==== SELECTED PASSAGE
Rock Baty - Chairman, President, CEO
Thanks, Mark.
Operator
Thank you. Our next question comes from Mr. Larry Baker of Legg Mason.
Larry Baker - Analyst
Thank you. Good morning.
Rock Baty - Chairman, President, CEO
Good morning, Larry.
Larry Baker - Analyst
One housekeeping question. Tax rate, 39 plus in this quarter? Is that going to be the rate for the year?
Rock Baty - Chairman, President, CEO
No it won’t. We had some principally Italian driven mix impacts in the first quarter which we did forecast, Larry, but the rate more of a historic 37ish rate is the appropriate one to use for the year.
Larry Baker - Analyst
Okay. And then second, can you talk about the two start-up programs, what the expected volume would be as those approach full capacity, and how much of that do you think would be incremental as opposed to cannibalizing other facilities?
Rock Baty - Chairman, President, CEO
The initial volume in Slovakia, Larry, for this year was 100 percent and we anticipate revenue around €4m out of Slovakia this year, it is all incremental new business beginning in the second quarter. And long term, we anticipate more than 50 percent of the volume in Slovakia to be incremental business, and 50 percent coming from existing operations, principally in Western Europe.
In China, it is a very similar situation, about 50 percent of the volume coming – we don’t begin production until 2005, but our first year revenue forecast for 2005, while it is certainly not finalized is in the range of $5m to $6m. Our intentions there are to build a facility where 50 percent of the volume will be in new, incremental business in Asia as a result of locating there, and approximately 50 percent serving existing customers with existing business that we are serving out of our European or North American facilities.
Larry Baker - Analyst
What was the long-term –
Rock Baty - Chairman, President, CEO
You know, we really, Larry, have the ability to expand it very dramatically based on the needs of the marketplace and what happens in the marketplace over the next three to five years. We are building 100,000 square feet. We have the ability to add to that in China to the tune of almost doubling the size, around 70,000 additional square feet. In Slovakia, we currently have 140,000 square feet with the ability to expand it up to and including almost 200,000 square feet.
That kind of square footage allows us to produce revenues up into the $30m to $40m range in precision balls, so we’ve got lots of flexibility based on how it kind of flows out into the marketplace in terms of capacity.
========
◆ **TASK TO COMPLETE**:
Do these statements agree with the earnings call excerpt? Answer yes or no for each, and quote the words from the excerpt that decide it.
1. Production in China is not set to begin until 2005.
2. The facility being built in China is 140,000 square feet.
3. The tax rate of 39 plus from this quarter will be the rate for the year.
==== RECORDS PROVIDED
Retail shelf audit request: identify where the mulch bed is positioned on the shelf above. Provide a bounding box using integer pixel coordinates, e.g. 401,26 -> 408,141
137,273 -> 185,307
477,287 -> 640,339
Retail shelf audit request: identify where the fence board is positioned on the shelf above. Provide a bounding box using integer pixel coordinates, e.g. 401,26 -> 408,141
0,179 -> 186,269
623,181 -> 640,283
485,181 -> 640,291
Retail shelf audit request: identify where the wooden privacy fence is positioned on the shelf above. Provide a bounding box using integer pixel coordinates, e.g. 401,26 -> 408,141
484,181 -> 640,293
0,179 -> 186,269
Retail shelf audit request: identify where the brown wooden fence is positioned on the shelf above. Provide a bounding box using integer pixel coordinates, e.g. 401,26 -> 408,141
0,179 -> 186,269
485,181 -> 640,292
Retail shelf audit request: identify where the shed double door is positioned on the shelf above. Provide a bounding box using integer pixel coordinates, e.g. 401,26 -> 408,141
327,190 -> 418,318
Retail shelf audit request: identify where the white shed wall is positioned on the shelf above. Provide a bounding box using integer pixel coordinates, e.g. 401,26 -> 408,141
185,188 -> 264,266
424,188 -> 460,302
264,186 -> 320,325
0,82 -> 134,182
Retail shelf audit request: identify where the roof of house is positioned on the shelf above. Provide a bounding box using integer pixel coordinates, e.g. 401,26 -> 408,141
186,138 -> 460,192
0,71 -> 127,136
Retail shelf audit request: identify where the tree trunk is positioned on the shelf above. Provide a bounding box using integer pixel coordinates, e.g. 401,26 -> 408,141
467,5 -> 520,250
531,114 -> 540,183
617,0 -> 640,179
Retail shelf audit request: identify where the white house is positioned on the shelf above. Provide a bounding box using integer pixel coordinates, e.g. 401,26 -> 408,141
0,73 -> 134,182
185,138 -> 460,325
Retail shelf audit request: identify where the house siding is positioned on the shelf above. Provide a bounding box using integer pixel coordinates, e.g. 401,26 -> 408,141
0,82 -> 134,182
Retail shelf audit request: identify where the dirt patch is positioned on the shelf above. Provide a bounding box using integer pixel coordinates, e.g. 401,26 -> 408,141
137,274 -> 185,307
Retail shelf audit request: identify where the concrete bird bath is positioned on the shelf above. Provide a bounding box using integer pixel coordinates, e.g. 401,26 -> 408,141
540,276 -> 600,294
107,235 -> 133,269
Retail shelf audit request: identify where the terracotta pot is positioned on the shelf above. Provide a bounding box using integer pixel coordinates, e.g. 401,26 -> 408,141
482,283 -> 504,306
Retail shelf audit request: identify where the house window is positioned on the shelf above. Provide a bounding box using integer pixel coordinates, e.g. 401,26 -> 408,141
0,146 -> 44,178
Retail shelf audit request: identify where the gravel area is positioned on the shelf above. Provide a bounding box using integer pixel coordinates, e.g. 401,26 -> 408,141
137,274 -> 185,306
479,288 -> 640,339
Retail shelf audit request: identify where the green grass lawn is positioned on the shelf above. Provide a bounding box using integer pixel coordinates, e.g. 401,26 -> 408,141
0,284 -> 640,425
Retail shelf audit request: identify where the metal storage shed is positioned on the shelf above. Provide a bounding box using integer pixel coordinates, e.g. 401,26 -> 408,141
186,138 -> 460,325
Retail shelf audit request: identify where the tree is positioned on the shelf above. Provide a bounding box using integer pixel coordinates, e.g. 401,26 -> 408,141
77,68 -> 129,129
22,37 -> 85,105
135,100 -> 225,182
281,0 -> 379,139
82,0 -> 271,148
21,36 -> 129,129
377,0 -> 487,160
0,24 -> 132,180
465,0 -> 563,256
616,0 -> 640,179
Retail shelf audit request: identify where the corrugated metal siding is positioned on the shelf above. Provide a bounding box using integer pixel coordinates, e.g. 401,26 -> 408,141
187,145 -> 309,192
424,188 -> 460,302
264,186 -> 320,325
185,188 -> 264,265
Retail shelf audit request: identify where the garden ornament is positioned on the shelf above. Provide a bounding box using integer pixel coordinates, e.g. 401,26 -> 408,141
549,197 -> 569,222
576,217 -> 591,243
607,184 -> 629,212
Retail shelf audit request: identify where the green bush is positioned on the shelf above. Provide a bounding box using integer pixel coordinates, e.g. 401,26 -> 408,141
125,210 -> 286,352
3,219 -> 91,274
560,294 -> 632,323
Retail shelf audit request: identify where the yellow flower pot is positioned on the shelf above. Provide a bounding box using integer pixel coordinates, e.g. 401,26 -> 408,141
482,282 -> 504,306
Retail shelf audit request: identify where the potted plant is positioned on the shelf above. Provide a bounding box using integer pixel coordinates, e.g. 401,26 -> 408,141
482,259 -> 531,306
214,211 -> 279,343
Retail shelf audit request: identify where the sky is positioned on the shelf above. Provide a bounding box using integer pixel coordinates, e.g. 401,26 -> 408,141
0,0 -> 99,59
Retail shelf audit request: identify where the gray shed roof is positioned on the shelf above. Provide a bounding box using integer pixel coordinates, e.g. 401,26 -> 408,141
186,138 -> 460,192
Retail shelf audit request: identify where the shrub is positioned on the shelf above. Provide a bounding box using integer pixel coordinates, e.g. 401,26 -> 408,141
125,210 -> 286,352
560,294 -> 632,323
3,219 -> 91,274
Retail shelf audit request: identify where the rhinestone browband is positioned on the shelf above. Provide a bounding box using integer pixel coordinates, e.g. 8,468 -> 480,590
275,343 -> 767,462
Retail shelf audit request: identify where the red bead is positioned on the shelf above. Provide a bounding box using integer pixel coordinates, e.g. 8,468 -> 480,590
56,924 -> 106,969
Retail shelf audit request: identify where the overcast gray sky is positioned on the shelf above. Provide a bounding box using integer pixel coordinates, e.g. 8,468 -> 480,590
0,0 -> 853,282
========
◆ **REPLY**:
1. Yes: "we don’t begin production until 2005"
2. No: "We are building 100,000 square feet."
3. No: "No it won’t."